AIM 1:
Count the lines in the rows below that contain the string "gray", with case counting, and give only the number.

EXCERPTED PASSAGE:
The party amended its constitution at its Moga Conference in early 1996 to permit the entry of non-Sikhs. Besides the compulsions of electoral politics, two other factors were also responsible for the decision. First, the Supreme Court had given a ruling in March 1994 that ‘a political party cannot simultaneously be a religious party’. Secondly, even after having achieved its goal of a Sikh majority ‘Punjabi Suba’ as a result of Punjab’s reorganization in November 1966, the Akali leadership was not sure it would be able to rule Punjab without the support of the state’s 45 per cent Hindu population.

The credit for pioneering the switch-over to moderate politics must go to Sant Harchand Singh Longowal, Surjit Singh Barnala and Parkash Singh Badal. Each one of them made a significant contribution despite the latter two occasionally wavering in their stand.

The Akali Dal ideologue, Captain Kanwaljit Singh (who died in a car accident near Chandigarh on 29 March 2009), had explained to me, after the decision during its 1996 Moga Conference to open the party’s membership for non-Sikhs, the implications of such a move: ‘The domination of religion and gurdwaras over Akali politics is ending. The Akali Dal is becoming a regional party with economic agenda. The era of gurdwara politics determining the Akali politics is over. The attitude of Hindus, who had got suspicious about Akali leaders’ intentions due to their demand for a Sikh majority state and also due to their role during terrorism years, has changed. They are shrewd voters. The fear of the Akalis’ intentions had, in the past, always forced them [the Hindus] to support those who they believed could provide them protection. They were convinced that the Congress being in power at the Centre would ensure their safety in the Akali-dominated Sikh majority Punjab. This had prompted them to vote for Congress in the elections. But the situation has now changed. The Hindus have seen that the Akalis have changed and that they do not have to fear [them] as they are also striving to ensure peace in Punjab. Besides, the chances of Congress coming to power in Delhi have diminished. Since the BJP is becoming a dominant party, they will support an Akali—BJP alliance.’

The BJP too, which shared (and continues to do so) the Hindu vote bank with the Congress, realized that on its own strength, it could never form a government in Punjab. The only alternative for it was to share power with the Akali Dal by forming an alliance. The attitude of the BJP’s parent organization, the Jan Sangh, was to treat the Akalis as untouchables in the 1950s. However, the BJP discarded that attitude. Compulsions of electoral politics made the BJP and the Akali Dal – the two ‘communal’ parties – ‘inseparable twins’ in Punjab. The BJP needed (and needs) the support of regional parties if it wants to form a government in New Delhi.

MATERIAL FOR THIS EXERCISE:
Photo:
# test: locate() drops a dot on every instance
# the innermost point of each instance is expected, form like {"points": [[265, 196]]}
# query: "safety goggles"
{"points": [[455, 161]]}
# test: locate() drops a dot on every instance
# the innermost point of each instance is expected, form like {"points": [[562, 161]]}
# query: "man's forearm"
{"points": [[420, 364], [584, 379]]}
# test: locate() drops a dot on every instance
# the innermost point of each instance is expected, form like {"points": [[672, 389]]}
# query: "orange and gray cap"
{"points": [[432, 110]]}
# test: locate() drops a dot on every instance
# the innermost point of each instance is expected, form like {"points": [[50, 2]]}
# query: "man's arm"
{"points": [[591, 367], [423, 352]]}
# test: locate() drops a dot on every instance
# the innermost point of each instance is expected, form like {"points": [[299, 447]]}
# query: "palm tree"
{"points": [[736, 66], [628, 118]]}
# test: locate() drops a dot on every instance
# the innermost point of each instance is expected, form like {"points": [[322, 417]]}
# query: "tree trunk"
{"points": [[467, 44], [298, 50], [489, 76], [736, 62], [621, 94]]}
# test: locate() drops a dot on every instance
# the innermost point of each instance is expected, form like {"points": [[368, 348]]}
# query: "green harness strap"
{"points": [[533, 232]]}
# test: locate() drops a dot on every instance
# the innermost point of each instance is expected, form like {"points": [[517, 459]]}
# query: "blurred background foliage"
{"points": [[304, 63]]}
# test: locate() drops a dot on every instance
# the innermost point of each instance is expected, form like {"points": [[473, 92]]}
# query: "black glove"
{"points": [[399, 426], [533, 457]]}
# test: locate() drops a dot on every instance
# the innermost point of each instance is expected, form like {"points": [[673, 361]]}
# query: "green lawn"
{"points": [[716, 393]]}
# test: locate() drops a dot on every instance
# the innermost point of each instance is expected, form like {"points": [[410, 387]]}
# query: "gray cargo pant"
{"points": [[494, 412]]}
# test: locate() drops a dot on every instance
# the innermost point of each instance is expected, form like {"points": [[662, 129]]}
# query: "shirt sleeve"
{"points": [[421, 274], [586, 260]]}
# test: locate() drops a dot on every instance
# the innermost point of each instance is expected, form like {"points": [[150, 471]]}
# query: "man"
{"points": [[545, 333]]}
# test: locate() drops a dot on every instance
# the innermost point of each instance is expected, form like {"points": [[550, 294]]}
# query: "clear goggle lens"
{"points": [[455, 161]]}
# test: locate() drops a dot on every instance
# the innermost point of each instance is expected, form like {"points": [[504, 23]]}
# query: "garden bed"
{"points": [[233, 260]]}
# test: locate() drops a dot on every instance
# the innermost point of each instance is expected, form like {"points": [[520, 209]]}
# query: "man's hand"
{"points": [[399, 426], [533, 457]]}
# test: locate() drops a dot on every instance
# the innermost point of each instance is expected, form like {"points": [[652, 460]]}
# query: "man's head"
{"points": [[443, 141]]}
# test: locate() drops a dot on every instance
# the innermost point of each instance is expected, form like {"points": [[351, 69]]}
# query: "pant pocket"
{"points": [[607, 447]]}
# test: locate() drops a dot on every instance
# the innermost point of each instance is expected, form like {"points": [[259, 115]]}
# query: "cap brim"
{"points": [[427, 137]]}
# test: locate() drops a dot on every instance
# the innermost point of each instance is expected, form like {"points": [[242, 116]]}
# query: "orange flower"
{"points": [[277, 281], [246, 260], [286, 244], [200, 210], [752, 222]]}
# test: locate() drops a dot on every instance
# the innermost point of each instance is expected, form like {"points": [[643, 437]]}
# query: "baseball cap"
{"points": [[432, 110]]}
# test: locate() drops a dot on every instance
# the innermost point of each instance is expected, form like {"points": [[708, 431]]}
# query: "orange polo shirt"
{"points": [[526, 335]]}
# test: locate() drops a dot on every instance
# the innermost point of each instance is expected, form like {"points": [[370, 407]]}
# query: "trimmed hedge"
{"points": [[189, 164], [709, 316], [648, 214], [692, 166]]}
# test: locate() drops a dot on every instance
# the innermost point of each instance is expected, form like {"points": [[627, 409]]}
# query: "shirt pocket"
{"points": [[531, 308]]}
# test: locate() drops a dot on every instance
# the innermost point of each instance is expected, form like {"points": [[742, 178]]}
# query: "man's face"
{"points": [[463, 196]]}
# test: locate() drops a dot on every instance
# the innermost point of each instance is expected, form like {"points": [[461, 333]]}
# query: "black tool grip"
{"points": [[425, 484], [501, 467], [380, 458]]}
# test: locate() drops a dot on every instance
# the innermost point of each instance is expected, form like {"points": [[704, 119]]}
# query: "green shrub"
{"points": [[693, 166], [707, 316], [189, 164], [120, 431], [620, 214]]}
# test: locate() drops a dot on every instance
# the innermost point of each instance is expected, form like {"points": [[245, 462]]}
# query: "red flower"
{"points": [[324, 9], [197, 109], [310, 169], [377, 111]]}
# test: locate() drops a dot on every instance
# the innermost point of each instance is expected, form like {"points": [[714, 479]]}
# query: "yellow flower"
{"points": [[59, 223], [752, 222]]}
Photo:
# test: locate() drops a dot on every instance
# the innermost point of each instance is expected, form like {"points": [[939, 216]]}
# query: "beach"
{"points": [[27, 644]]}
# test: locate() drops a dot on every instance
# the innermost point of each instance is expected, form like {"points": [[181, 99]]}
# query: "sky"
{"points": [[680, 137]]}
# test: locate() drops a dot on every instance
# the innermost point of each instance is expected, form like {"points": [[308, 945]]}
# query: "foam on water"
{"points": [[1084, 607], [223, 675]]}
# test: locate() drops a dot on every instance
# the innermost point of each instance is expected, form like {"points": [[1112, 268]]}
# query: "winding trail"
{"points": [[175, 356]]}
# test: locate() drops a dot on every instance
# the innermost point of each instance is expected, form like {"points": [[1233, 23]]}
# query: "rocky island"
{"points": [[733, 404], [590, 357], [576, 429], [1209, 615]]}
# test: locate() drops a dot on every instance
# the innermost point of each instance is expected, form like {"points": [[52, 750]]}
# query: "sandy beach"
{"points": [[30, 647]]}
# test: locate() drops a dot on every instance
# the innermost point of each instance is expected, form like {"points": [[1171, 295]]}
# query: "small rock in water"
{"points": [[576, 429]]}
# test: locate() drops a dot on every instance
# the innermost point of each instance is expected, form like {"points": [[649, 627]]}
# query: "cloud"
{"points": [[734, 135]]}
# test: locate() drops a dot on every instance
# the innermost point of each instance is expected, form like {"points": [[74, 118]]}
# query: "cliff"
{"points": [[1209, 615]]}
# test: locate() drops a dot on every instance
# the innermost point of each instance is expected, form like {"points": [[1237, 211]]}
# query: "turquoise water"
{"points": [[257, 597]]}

AIM 2:
Rewrite the part of the passage on Akali politics above, starting with "The credit for" and going on through "in their stand.", but switch "moderate" to "centrist".

ANSWER 1:
2

ANSWER 2:
The credit for pioneering the switch-over to centrist politics must go to Sant Harchand Singh Longowal, Surjit Singh Barnala and Parkash Singh Badal. Each one of them made a significant contribution despite the latter two occasionally wavering in their stand.